= Image annotation data =
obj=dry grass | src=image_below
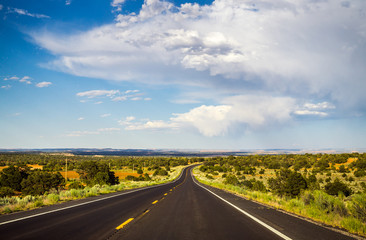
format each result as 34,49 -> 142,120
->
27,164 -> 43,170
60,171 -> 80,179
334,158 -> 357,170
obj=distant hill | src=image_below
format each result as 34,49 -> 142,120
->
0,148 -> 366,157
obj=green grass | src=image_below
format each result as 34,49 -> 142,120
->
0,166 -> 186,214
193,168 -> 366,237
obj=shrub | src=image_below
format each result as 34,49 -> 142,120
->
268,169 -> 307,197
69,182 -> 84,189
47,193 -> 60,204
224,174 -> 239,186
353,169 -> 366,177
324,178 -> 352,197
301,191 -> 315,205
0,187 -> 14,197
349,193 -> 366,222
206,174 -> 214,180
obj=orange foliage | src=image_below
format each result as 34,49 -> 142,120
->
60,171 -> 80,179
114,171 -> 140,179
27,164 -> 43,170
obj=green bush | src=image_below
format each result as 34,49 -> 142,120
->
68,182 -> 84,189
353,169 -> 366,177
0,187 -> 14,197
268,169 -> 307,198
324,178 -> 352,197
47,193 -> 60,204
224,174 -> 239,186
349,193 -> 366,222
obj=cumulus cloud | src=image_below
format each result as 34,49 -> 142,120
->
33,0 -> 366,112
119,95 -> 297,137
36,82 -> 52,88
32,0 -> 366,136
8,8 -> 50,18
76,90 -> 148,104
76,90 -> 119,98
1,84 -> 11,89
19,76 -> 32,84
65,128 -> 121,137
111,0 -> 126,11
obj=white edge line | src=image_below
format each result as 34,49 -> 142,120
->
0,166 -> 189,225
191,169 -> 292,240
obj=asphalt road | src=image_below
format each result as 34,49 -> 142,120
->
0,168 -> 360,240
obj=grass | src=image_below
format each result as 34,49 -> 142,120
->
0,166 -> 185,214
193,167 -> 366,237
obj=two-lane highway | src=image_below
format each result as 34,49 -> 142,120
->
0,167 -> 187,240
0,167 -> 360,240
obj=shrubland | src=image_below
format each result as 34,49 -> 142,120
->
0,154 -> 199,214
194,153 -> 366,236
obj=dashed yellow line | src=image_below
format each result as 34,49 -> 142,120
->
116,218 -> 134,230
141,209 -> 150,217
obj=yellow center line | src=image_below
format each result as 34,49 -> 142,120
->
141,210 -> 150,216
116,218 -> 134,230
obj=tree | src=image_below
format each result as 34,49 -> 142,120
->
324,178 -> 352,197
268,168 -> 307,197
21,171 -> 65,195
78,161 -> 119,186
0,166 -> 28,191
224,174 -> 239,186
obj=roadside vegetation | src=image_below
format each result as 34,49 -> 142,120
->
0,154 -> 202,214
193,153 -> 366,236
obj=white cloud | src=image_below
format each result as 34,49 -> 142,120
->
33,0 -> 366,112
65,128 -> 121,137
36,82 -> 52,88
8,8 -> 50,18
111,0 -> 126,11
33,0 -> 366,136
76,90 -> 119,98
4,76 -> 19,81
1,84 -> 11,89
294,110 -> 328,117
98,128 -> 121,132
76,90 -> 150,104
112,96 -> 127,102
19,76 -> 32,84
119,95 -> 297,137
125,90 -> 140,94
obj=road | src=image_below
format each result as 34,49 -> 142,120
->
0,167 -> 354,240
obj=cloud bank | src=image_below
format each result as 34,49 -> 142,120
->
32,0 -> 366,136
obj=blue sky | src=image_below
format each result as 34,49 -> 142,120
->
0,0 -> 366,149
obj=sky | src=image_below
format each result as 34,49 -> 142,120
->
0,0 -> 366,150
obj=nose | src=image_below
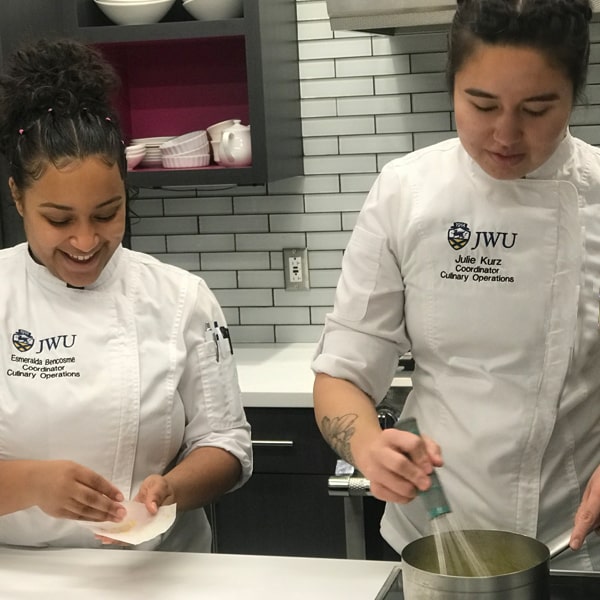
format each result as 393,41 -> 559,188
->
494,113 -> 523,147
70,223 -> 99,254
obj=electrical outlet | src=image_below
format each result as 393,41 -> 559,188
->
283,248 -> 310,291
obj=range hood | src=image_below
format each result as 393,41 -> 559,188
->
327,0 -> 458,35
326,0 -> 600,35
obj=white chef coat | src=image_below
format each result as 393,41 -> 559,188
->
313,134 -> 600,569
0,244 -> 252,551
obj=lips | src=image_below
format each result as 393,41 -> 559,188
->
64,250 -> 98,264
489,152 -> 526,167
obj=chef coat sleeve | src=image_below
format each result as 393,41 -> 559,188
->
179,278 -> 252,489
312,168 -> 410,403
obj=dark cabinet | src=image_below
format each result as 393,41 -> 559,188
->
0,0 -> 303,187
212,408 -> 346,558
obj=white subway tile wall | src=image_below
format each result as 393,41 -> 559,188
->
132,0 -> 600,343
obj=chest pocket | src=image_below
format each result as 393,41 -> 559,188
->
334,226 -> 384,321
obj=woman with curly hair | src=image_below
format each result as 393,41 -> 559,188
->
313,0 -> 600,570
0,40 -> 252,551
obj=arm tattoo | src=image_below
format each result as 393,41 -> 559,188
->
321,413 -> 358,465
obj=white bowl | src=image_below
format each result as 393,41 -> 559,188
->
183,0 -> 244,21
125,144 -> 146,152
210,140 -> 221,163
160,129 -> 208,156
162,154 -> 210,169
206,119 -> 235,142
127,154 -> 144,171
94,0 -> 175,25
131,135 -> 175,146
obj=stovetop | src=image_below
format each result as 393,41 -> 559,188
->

= Short problem =
Please write all the items out again, substituting "give each box as" for every "format each result as" and keeping everything else the same. Leave out the pictures.

= Problem solution =
obj=dry grass | src=image_below
give each box as 34,49 -> 142,120
->
27,164 -> 43,170
60,171 -> 80,179
334,158 -> 357,170
obj=distant hill | src=image_below
give each box as 34,49 -> 142,120
->
0,148 -> 366,157
obj=green grass | src=image_below
give each box as 34,49 -> 142,120
->
0,166 -> 186,214
193,168 -> 366,237
obj=shrub | src=image_below
give each box as 34,49 -> 142,120
->
268,169 -> 307,197
69,182 -> 84,189
47,193 -> 60,204
224,174 -> 239,186
353,169 -> 366,177
324,178 -> 352,197
301,191 -> 315,205
0,187 -> 14,197
349,193 -> 366,222
206,174 -> 214,180
obj=orange foliage | src=image_below
give each box as 34,49 -> 142,120
->
60,171 -> 80,179
114,171 -> 140,179
27,164 -> 43,170
obj=green bush | src=image_below
give each box as 34,49 -> 142,120
->
68,182 -> 84,189
353,169 -> 366,177
0,187 -> 14,197
268,169 -> 307,198
324,178 -> 352,197
47,193 -> 60,204
224,174 -> 239,186
349,193 -> 366,222
obj=cumulus cloud | src=image_below
give each box as 34,49 -> 142,120
->
33,0 -> 366,112
119,95 -> 297,137
36,82 -> 52,88
32,0 -> 366,136
8,8 -> 50,18
76,90 -> 148,104
76,90 -> 119,98
1,84 -> 11,89
19,76 -> 32,84
65,128 -> 121,137
111,0 -> 126,11
obj=white edge line | src=image_below
give each box as 34,49 -> 142,120
->
0,166 -> 189,225
191,169 -> 292,240
obj=asphalt road | src=image_below
give each box as 34,49 -> 142,120
->
0,168 -> 360,240
obj=grass | src=image_below
give each box as 34,49 -> 142,120
->
0,166 -> 185,214
193,167 -> 366,237
obj=two-lane highway | src=image_below
give each box as 34,49 -> 142,120
->
0,167 -> 187,240
0,167 -> 360,240
obj=shrubland | src=image_below
give each box as 34,49 -> 142,120
->
0,154 -> 199,214
194,153 -> 366,236
obj=dashed yellow line | src=image_below
give each box as 34,49 -> 142,120
->
116,218 -> 134,230
141,209 -> 150,217
obj=yellow center line | src=image_below
give each box as 34,49 -> 142,120
->
141,210 -> 150,216
116,218 -> 134,230
obj=tree | src=image_below
give each box as 34,49 -> 142,120
->
324,178 -> 352,197
268,168 -> 307,197
21,171 -> 65,195
78,161 -> 119,186
0,166 -> 28,191
224,174 -> 239,186
obj=roadside vegetation | src=image_below
give each box as 34,49 -> 142,120
->
0,154 -> 202,214
193,153 -> 366,236
obj=white cloud | src=image_below
give each box as 34,49 -> 142,120
->
33,0 -> 366,112
65,128 -> 121,137
36,82 -> 52,88
8,8 -> 50,18
111,0 -> 126,11
33,0 -> 366,136
76,90 -> 119,98
4,76 -> 19,81
1,84 -> 11,89
294,110 -> 328,117
98,128 -> 121,132
76,90 -> 150,104
112,96 -> 127,102
19,76 -> 32,84
119,95 -> 297,137
125,90 -> 140,94
obj=road | src=image_below
give each box as 34,49 -> 142,120
->
0,167 -> 354,240
obj=cloud bank | src=image_below
give each box as 34,49 -> 142,120
->
32,0 -> 366,136
obj=blue sky | src=image_below
give each box as 34,49 -> 142,120
->
0,0 -> 366,149
obj=sky | src=image_below
give each box as 34,49 -> 142,120
->
0,0 -> 366,150
obj=nose | src=image_below
give each box as 393,41 -> 559,188
->
494,113 -> 523,147
70,223 -> 99,254
obj=electrical outlet | src=image_below
give each box as 393,41 -> 559,188
->
283,248 -> 310,291
obj=range hood | src=image_below
give each box as 393,41 -> 559,188
->
327,0 -> 458,35
326,0 -> 600,35
obj=white chef coat | src=image_below
give each box as 393,41 -> 559,188
->
313,134 -> 600,569
0,244 -> 252,551
obj=lips | src=image_below
give each box as 393,41 -> 559,188
->
64,250 -> 98,264
489,152 -> 526,167
obj=chef coat sleeve | src=image_below
give each box as 393,41 -> 559,188
->
179,278 -> 252,489
312,168 -> 410,403
obj=dark cabinet | src=image_below
give each box as 393,41 -> 559,188
->
0,0 -> 303,187
212,408 -> 346,558
obj=white subway tile wall | src=image_below
give each box as 393,41 -> 559,188
->
132,0 -> 600,343
obj=chest pocket | src=image_below
give each box as 393,41 -> 559,188
->
334,226 -> 384,321
obj=woman with curly hair | src=image_below
give each box as 393,41 -> 559,188
->
313,0 -> 600,570
0,40 -> 252,551
obj=arm tattoo | src=image_below
give each box as 393,41 -> 559,188
->
321,413 -> 358,465
obj=white bowl | src=image_below
give each box as 393,41 -> 559,188
->
183,0 -> 244,21
125,144 -> 146,152
210,140 -> 221,163
160,129 -> 208,156
162,154 -> 210,169
206,119 -> 235,142
127,154 -> 144,171
94,0 -> 175,25
131,135 -> 175,146
obj=stovetop | src=image_below
give each box as 393,41 -> 559,188
->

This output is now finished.